[Source data]

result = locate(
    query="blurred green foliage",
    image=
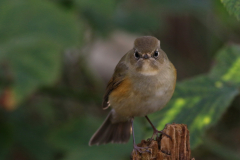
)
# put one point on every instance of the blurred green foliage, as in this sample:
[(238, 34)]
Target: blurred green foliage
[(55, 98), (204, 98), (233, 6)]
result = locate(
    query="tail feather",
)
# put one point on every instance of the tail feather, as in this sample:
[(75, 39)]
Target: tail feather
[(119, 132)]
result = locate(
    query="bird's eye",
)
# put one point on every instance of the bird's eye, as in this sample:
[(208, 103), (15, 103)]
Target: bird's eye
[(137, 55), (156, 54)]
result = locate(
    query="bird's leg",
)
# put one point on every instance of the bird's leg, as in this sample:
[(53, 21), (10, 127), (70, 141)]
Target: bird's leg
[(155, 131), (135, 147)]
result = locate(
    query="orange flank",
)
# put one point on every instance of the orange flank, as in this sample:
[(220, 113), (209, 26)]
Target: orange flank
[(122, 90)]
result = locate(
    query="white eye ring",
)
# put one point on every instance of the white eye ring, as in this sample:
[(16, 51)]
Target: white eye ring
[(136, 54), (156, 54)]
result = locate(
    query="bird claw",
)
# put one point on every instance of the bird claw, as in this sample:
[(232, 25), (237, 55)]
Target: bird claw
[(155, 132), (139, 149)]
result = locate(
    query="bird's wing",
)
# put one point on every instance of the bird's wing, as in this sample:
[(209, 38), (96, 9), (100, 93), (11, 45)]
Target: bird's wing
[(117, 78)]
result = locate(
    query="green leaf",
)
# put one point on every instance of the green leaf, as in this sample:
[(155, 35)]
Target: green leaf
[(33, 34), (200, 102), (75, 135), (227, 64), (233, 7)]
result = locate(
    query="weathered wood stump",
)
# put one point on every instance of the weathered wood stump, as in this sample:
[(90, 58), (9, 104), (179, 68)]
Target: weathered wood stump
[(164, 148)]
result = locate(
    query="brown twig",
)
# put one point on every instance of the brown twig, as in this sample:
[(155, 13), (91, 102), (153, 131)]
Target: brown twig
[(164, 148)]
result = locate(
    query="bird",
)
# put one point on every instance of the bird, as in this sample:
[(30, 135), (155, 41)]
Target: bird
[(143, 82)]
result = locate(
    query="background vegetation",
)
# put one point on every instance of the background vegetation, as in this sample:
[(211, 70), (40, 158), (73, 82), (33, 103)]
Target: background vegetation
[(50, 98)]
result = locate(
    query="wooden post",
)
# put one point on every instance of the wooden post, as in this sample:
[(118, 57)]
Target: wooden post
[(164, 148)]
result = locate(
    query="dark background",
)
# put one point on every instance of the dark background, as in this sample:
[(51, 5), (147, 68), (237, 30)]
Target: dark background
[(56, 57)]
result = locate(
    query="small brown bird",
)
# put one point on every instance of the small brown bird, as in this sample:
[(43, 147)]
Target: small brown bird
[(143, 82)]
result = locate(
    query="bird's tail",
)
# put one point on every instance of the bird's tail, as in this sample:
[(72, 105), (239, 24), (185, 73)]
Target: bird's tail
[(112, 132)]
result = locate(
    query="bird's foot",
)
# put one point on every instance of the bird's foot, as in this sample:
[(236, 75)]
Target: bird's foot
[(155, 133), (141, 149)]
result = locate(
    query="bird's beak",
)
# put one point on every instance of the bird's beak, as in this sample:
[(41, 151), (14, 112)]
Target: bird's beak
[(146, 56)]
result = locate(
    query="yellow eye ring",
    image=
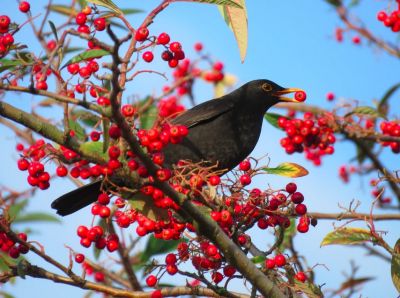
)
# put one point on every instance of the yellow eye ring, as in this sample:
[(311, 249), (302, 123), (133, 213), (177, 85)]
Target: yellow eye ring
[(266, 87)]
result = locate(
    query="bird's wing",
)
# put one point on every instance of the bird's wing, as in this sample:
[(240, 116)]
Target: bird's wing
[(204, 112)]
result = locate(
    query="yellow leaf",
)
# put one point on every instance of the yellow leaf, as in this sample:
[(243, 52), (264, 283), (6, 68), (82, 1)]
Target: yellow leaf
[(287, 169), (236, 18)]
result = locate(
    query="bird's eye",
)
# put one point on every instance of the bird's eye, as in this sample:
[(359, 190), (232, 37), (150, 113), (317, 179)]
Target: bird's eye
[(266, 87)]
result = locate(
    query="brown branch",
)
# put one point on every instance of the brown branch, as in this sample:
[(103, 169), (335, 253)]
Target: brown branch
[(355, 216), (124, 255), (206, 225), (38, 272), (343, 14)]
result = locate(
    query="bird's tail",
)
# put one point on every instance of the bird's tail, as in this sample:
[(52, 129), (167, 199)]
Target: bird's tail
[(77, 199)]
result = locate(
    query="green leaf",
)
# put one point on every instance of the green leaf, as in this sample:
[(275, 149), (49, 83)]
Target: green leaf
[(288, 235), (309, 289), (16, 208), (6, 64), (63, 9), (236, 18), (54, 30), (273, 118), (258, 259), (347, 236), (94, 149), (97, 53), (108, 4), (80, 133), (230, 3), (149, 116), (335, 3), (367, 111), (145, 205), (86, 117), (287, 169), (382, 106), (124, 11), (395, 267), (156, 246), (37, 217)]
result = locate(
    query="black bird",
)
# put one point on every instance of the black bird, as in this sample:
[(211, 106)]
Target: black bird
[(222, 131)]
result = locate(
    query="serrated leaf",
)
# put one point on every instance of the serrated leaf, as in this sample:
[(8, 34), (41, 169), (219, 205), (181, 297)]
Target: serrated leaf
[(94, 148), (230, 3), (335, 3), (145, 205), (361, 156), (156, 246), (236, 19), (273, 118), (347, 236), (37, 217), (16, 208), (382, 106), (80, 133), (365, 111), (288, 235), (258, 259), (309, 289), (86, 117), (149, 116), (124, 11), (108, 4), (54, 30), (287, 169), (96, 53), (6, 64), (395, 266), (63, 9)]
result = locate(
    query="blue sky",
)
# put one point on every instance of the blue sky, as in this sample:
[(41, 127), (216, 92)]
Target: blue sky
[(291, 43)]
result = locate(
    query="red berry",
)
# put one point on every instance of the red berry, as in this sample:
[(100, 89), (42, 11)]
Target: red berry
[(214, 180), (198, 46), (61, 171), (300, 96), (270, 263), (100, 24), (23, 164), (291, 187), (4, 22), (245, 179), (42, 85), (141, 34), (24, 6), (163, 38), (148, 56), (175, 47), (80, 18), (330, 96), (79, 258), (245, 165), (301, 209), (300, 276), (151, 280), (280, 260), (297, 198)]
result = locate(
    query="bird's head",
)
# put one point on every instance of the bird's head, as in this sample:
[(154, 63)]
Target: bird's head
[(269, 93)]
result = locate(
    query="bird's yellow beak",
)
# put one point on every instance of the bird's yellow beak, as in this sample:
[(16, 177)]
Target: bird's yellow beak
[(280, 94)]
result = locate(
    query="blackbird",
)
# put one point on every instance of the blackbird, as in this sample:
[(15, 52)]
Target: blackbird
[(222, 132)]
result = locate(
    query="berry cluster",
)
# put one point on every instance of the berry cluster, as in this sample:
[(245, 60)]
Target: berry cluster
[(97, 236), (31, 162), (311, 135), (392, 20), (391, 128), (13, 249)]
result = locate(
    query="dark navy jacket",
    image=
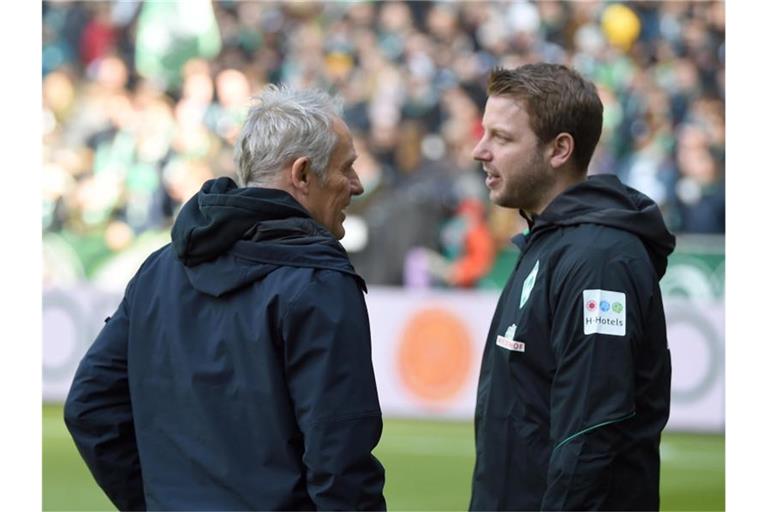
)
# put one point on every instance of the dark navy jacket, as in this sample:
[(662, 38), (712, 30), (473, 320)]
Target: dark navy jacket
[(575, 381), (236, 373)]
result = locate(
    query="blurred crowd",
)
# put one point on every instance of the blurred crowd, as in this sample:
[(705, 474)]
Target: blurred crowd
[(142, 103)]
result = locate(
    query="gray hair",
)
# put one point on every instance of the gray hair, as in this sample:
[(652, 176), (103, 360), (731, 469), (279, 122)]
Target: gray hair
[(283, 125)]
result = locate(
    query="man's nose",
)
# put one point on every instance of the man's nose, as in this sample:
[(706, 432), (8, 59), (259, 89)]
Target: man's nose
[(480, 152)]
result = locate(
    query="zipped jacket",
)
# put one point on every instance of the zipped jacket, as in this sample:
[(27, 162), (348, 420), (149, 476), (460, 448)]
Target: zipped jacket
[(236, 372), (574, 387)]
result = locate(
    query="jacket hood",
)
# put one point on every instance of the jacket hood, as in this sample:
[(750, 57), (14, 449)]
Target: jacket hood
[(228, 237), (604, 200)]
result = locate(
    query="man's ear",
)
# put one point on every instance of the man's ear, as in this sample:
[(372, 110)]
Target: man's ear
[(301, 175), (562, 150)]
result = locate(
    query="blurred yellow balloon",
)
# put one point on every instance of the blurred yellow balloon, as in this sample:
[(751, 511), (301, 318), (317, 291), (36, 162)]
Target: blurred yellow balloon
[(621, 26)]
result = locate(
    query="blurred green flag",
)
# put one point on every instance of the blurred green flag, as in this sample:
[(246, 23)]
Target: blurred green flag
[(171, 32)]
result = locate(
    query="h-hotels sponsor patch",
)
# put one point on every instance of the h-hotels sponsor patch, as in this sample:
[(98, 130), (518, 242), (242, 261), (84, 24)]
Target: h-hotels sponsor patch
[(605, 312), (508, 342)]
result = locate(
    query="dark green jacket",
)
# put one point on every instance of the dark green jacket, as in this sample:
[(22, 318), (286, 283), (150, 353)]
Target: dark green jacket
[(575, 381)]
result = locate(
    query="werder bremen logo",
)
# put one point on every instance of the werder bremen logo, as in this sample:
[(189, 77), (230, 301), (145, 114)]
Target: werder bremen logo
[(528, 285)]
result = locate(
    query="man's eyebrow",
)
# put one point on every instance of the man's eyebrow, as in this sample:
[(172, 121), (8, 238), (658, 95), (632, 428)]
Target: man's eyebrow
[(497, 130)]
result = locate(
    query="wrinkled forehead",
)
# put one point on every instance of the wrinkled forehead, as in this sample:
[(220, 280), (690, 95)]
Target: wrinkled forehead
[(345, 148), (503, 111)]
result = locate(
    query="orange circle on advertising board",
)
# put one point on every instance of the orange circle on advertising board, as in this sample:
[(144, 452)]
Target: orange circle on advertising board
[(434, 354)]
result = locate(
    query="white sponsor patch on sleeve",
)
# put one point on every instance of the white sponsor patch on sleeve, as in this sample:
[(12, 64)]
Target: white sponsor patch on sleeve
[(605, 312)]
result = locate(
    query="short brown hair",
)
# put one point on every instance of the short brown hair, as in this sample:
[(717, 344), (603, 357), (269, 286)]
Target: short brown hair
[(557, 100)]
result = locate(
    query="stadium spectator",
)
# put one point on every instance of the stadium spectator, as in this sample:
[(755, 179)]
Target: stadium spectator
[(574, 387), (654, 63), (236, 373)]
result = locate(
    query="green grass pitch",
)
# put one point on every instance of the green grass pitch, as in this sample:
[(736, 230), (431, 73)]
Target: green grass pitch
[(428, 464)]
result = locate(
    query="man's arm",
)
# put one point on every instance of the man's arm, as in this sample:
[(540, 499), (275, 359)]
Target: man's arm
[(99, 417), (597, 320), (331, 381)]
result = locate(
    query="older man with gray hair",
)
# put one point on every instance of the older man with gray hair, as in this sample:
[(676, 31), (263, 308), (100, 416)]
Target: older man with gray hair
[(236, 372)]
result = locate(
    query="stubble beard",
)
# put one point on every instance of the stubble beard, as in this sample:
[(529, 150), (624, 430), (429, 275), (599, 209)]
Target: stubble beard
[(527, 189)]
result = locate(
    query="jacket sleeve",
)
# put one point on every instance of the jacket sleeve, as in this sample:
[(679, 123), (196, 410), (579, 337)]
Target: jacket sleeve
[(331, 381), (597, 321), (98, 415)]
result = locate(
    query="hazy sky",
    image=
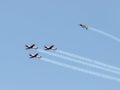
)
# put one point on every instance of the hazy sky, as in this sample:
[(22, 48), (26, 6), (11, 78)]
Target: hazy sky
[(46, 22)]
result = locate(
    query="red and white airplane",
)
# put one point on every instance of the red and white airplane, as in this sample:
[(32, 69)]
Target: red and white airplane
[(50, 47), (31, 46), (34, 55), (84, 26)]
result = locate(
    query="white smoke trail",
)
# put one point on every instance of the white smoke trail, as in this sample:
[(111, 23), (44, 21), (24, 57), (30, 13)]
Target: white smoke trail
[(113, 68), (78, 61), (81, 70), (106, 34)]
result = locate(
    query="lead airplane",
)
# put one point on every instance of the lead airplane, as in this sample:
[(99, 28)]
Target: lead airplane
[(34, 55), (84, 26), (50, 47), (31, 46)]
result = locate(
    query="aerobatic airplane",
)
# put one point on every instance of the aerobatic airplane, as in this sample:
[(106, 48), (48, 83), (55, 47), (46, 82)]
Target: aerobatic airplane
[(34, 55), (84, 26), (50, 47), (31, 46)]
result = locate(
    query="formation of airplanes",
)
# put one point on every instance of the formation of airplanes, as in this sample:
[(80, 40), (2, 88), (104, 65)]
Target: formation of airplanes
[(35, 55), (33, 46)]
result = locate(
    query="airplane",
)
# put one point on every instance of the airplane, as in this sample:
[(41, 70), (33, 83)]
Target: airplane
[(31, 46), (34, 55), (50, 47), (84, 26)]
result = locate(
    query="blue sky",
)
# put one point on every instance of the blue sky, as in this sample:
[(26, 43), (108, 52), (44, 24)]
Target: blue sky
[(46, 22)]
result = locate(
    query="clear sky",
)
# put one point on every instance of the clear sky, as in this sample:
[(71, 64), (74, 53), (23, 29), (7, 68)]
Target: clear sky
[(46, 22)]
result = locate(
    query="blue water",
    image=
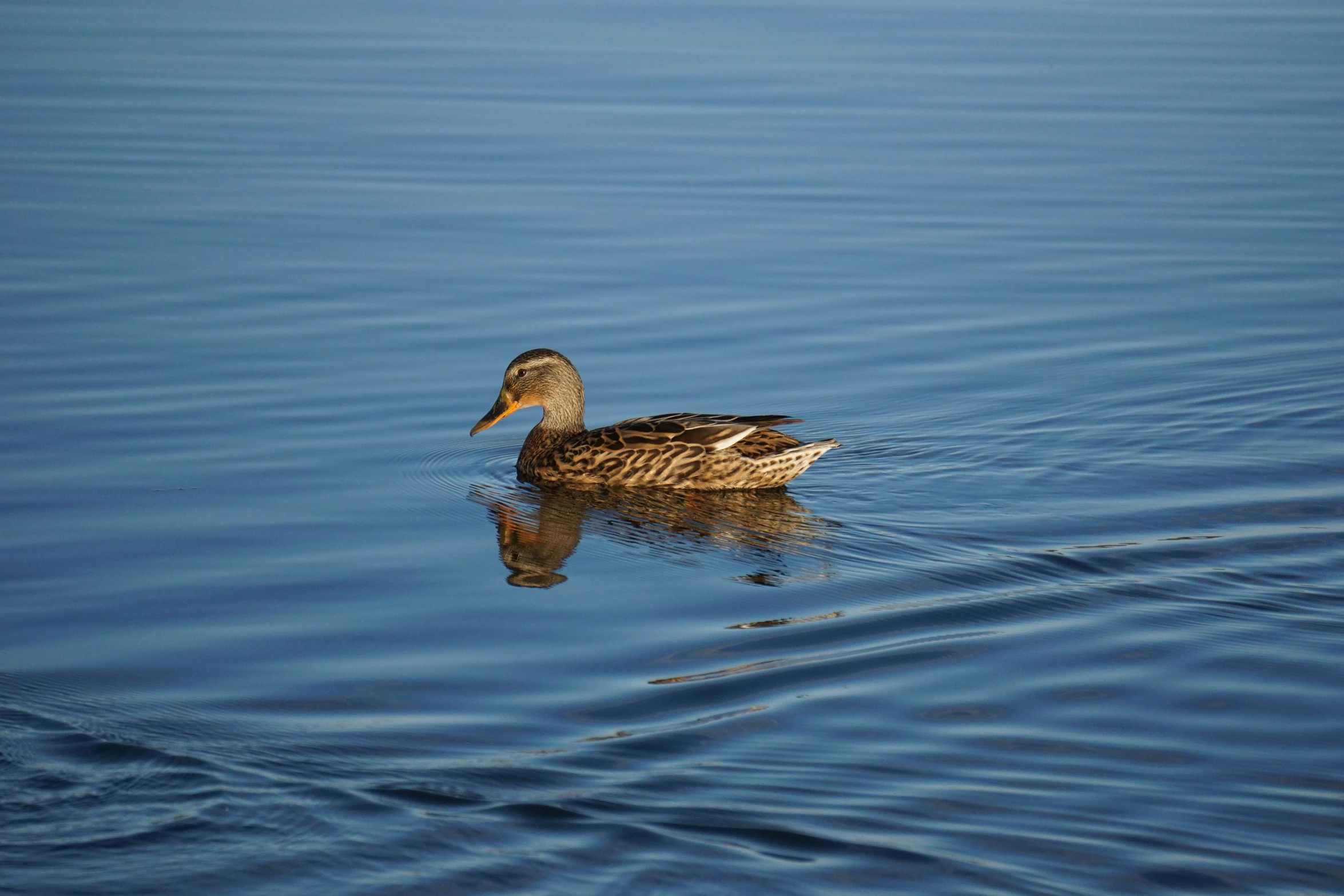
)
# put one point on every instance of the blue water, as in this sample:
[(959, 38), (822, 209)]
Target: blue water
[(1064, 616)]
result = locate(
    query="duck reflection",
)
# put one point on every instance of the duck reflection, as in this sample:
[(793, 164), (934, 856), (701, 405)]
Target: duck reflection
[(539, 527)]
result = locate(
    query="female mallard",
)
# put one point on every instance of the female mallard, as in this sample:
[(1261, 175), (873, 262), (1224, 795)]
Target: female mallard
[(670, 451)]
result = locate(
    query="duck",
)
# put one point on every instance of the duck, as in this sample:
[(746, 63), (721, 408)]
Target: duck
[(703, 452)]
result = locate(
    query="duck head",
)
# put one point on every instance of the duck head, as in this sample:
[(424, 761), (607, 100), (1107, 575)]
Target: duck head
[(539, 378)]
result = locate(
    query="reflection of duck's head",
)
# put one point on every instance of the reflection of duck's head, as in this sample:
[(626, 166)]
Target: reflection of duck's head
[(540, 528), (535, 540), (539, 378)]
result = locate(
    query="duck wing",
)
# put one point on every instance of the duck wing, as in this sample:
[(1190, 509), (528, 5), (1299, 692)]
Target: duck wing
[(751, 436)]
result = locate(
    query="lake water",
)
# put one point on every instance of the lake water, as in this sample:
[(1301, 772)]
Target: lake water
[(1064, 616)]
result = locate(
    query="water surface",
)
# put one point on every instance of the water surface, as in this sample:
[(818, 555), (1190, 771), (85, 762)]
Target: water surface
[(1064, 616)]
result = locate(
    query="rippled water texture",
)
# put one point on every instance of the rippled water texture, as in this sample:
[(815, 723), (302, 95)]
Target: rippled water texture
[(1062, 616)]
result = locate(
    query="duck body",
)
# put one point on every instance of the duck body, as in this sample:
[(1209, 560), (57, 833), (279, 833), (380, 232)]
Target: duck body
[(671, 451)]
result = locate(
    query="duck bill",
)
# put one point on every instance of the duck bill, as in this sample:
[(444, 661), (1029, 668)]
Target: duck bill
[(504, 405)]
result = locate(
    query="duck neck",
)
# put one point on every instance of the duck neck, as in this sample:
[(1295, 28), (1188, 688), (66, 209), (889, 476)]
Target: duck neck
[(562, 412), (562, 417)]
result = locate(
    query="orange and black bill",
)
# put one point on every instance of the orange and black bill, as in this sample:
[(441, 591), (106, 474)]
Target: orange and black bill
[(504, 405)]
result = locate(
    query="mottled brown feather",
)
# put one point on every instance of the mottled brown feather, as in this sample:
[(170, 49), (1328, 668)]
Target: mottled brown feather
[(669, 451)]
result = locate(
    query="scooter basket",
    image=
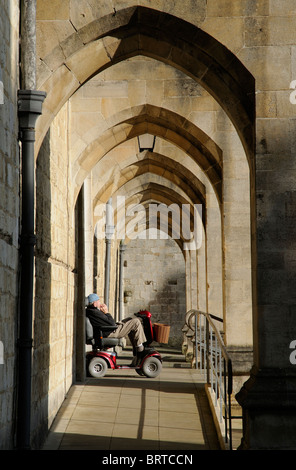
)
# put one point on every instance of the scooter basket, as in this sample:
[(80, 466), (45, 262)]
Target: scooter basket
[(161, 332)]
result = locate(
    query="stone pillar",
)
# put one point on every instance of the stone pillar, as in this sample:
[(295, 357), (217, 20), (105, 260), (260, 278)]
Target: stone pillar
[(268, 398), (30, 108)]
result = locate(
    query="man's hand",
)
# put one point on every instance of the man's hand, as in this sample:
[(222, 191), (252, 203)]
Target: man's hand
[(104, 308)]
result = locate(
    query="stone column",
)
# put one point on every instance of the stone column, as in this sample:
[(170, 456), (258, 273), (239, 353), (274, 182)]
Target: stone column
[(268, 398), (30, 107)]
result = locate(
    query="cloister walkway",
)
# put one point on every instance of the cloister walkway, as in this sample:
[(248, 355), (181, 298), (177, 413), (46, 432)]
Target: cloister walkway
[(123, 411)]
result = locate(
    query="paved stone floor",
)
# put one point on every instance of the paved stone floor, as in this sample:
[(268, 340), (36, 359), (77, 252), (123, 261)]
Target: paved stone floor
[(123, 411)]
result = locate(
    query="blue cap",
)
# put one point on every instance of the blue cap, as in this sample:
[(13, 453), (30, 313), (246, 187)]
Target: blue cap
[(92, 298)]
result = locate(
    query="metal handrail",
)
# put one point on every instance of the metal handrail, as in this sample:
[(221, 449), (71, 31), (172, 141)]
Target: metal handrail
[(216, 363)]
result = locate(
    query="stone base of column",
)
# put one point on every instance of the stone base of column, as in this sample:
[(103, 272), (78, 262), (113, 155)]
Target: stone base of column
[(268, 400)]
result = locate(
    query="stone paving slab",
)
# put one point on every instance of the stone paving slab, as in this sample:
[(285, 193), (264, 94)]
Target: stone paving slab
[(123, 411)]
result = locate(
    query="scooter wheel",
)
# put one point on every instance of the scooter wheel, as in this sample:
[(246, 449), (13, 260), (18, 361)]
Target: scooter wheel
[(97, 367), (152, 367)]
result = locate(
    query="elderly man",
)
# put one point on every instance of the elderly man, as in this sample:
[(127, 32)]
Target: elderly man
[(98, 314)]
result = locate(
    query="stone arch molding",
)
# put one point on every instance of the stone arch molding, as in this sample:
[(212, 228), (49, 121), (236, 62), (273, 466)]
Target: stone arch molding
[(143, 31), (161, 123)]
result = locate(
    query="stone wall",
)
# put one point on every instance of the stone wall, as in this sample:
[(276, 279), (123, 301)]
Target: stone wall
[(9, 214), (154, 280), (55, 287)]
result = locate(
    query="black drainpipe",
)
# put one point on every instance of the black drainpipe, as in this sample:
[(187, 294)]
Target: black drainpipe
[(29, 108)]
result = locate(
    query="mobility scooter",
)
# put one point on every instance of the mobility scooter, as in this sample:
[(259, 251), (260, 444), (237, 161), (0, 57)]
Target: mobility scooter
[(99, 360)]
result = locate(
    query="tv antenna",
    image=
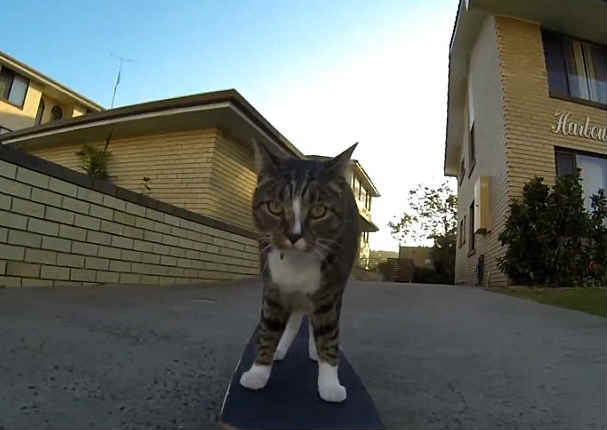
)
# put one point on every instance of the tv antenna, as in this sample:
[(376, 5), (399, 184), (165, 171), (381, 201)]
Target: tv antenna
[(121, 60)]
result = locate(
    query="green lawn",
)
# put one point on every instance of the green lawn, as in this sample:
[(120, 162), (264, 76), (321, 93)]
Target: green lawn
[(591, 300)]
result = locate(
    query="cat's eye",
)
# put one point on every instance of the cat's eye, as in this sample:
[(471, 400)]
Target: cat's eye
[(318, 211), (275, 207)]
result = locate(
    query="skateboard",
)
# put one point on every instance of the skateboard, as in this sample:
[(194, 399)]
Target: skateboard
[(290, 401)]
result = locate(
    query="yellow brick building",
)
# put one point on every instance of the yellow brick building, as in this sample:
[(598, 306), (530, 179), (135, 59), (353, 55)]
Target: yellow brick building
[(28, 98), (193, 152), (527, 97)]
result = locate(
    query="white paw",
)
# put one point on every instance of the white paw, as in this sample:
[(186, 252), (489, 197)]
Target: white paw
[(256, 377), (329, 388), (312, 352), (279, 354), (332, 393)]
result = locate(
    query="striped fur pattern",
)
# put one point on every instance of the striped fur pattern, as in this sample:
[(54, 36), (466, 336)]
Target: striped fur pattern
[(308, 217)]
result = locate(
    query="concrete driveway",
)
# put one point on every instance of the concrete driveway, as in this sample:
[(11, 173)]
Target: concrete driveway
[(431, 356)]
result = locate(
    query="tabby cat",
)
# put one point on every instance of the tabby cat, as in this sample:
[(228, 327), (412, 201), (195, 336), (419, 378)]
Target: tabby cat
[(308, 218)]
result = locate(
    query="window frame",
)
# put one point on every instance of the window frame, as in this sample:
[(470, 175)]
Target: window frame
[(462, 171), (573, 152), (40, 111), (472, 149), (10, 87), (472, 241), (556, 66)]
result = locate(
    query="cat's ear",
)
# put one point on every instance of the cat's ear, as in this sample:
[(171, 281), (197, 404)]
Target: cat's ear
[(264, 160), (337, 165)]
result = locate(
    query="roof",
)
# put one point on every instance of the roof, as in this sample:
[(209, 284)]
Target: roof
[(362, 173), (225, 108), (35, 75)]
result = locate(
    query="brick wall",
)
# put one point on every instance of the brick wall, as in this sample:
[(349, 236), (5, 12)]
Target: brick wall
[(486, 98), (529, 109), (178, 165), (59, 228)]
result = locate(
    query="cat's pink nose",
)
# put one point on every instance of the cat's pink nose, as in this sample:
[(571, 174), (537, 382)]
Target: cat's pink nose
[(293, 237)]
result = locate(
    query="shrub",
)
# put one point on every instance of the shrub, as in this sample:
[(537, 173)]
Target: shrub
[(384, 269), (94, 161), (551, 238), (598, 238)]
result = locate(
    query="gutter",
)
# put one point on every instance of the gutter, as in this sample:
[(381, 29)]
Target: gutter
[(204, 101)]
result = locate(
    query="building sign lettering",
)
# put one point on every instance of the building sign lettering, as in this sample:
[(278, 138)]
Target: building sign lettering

• _Do this_
Please write out every line of the material from its start through the line containing "[(55, 98), (204, 98), (233, 6)]", inclusive, and add -145 to each coordinate in the answers only. Leave the pictures out.

• _Answer to this problem_
result = locate(
    query="blurred green foliage",
    image=
)
# put one point on every instance of the blurred green foliage, as in this sample:
[(238, 34)]
Target: blurred green foliage
[(-90, -47), (59, -47), (88, -139)]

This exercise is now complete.